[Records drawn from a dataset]
--

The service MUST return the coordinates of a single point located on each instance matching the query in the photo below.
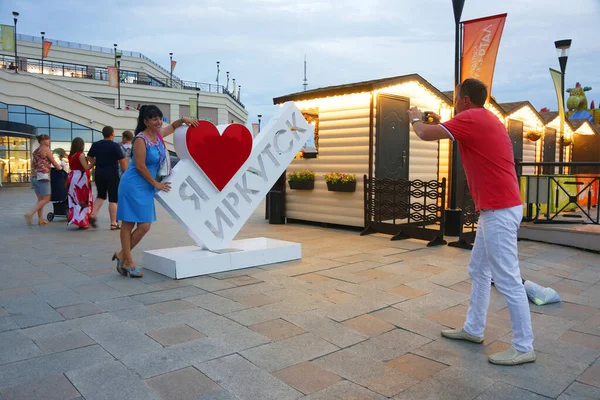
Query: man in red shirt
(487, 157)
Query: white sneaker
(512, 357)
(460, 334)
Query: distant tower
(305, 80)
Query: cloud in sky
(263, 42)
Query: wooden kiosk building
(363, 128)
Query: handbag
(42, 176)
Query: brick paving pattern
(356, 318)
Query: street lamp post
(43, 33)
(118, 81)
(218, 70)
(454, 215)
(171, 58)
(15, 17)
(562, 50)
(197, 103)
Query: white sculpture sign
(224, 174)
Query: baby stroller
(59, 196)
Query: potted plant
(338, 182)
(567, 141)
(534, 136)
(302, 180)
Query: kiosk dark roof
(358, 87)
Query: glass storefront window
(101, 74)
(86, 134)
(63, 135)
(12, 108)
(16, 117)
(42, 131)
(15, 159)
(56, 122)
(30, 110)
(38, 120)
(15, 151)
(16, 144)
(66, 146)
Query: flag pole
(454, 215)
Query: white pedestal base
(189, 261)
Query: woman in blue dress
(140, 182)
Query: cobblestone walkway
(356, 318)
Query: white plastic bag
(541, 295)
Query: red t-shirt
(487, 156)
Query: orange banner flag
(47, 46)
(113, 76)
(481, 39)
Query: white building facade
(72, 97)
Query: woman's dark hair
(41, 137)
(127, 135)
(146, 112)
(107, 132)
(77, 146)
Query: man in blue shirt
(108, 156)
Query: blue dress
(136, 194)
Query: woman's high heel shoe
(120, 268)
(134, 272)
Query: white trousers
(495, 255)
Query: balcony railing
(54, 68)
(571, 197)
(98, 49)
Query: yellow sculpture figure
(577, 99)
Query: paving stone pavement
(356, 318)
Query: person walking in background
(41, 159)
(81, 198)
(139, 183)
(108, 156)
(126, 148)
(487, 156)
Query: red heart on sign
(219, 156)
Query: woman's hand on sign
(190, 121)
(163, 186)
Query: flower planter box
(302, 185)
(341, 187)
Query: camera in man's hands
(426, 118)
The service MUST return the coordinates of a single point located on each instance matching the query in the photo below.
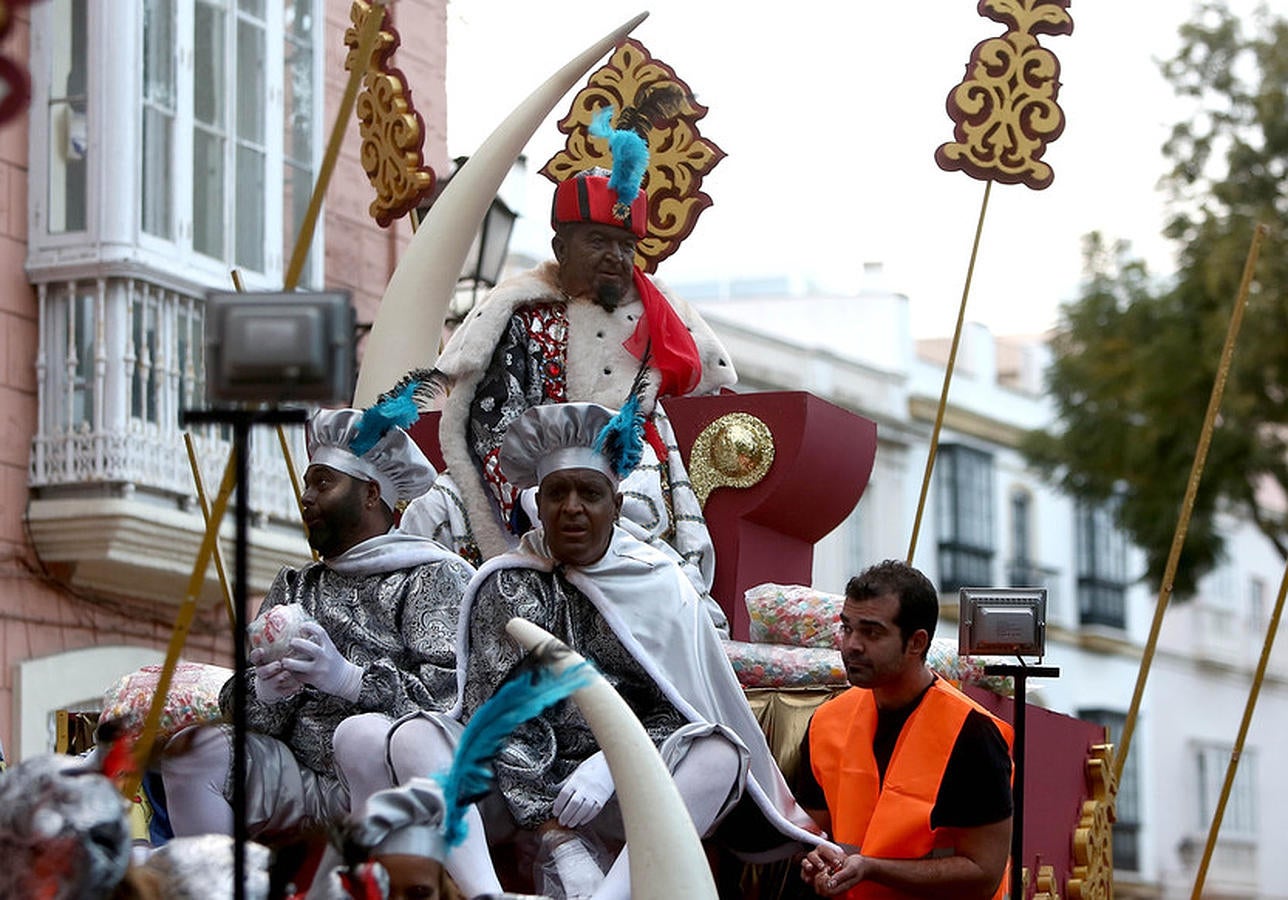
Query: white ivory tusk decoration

--

◆ **Goal of the exercise**
Skip the pictures, then return the rest of the data exactly.

◆ **Your solution**
The service MUST return the coordinates of a single point located on each instance matching the query in the photo below.
Query: man in red shirt
(487, 157)
Query: white sneaker
(512, 357)
(460, 334)
Query: distant tower
(305, 80)
Query: cloud in sky
(263, 42)
Query: wooden kiosk building
(363, 128)
Query: handbag
(42, 176)
Query: brick paving pattern
(356, 318)
Query: street lamp post
(43, 33)
(118, 81)
(218, 70)
(454, 215)
(171, 58)
(15, 17)
(562, 50)
(197, 103)
Query: white sculpture sign
(224, 174)
Query: baby stroller
(59, 196)
Query: potted plant
(338, 182)
(567, 141)
(534, 136)
(302, 180)
Query: kiosk dark roof
(358, 87)
Query: glass storefront window
(101, 74)
(86, 134)
(63, 135)
(12, 108)
(16, 117)
(42, 131)
(15, 159)
(56, 122)
(30, 110)
(38, 120)
(15, 151)
(16, 144)
(66, 146)
Query: flag pole
(454, 215)
Query: white pedestal base
(189, 261)
Query: woman in blue dress
(140, 182)
Query: cobblestone walkway
(356, 318)
Query: white plastic bag
(541, 295)
Query: red t-shirt
(487, 156)
Query: orange banner flag
(47, 46)
(113, 76)
(481, 39)
Query: white building facade
(72, 97)
Query: woman's dark hair
(41, 137)
(127, 135)
(146, 112)
(107, 132)
(77, 146)
Query: man in blue shirt
(108, 156)
Query: blue dress
(136, 194)
Query: woman's high heel shoe
(120, 268)
(134, 272)
Query: white trousers
(495, 255)
Query: balcony railing
(54, 68)
(571, 197)
(98, 49)
Query: yellow sculpture figure
(577, 99)
Query: paving stone pavement
(356, 318)
Query: person walking in background
(41, 159)
(81, 198)
(139, 183)
(108, 156)
(126, 148)
(487, 156)
Query: red heart on sign
(219, 156)
Query: woman's hand on sign
(190, 121)
(163, 186)
Query: flower planter box
(302, 185)
(341, 187)
Query: camera in man's hands
(426, 118)
The service MUST return the coordinates of a single point located on each instance matching the query in the photo below.
Query: white ivory tusk decoration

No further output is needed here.